- _Tasks and exercises_:
**1)** From the forum post on lending ISK, list the ISK figures given in the t2 ammo bpo example.
**2)** In the forum post on lending ISK, please reproduce the portion between "PLex I have" and "ain’t that nice.", inclusive, swapping "WoW" for "another game".

- _Supplied passage_:
Potential abuse also is those who don’t care if high sp, or they use a high power alt.
If for example a crash hits the injector market and I gave up an alt to get the loan…well the loaner can keep the sp. Case of one alt its just I don’t want to plex the 5 injector deal to drain rhea/charon skills.
PLex I have is saved up since I already am in skin hell for limited time now gone while I was in WoW. What I have I keep for the next skin(s) I would not let get away lol. Not trying to feed the plex beast here. They got some money…but I ain’t that nice.
Pretty sure I will never run these again. If on the hook, market goes bad…enjoy them good sir. I didn’t lose money in the deal, probably “made” more. And you get to wait weeks to months for this rebound. PLeasure doing business with you…
You see this why in older threads famed money people in similar threads explained why they’d not laon out isk. For even t2 bpo collateral. 1 month later…a patch nerf, doctrine meta change and even a t2 ammo bpo appraised at 20 billion is now appraised at 15. That lendor lost 5 billion due to market change.
Example chosen as some think t2 bpo’s are licenses to print isk. Think it was grendel(?) or darkside(again ?) said they wouldn’t touch it with a 10 foot pole. 1 player meta or CCP made change…they lose isk.
That would be true yes. The power of ISK kinda loses its meaning here, since that is what is being loaned, so you need another commodity to cover it. I’m not sure if this capping is inherently a bad thing, though.

- _Excerpted records_:
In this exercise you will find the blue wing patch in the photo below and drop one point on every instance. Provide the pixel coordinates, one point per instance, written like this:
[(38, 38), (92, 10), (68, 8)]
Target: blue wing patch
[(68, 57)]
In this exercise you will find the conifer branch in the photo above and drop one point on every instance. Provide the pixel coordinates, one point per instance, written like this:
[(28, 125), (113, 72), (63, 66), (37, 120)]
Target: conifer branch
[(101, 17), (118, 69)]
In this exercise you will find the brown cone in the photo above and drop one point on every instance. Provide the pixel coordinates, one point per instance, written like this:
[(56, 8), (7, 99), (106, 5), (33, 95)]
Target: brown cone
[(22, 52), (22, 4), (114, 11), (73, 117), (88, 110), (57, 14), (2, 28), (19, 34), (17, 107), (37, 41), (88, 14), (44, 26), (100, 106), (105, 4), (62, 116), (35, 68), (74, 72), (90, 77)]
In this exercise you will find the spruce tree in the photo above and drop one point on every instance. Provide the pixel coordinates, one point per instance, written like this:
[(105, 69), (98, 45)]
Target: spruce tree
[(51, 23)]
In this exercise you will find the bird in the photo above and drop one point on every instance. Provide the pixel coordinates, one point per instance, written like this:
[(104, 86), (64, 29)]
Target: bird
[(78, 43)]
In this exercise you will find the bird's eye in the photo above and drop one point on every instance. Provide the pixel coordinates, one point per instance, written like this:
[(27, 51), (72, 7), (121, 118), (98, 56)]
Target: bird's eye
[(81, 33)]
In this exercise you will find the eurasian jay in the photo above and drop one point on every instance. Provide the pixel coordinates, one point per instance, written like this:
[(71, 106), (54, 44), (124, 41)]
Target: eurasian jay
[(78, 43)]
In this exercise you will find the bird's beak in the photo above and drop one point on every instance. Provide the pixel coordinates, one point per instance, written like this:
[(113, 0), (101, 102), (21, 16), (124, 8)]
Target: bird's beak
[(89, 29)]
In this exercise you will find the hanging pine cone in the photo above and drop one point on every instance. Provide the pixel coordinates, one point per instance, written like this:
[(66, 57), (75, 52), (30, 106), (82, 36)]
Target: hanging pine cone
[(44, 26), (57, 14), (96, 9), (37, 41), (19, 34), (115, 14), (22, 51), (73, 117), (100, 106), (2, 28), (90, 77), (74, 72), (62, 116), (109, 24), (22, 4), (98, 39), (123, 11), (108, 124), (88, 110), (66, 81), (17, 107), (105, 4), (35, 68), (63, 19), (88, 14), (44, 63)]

- _Task-by-task solutions_:
**1)**
20 billion
15
5 billion

**2)**
PLex I have is saved up since I already am in skin hell for limited time now gone while I was in another game. What I have I keep for the next skin(s) I would not let get away lol. Not trying to feed the plex beast here. They got some money…but I ain’t that nice.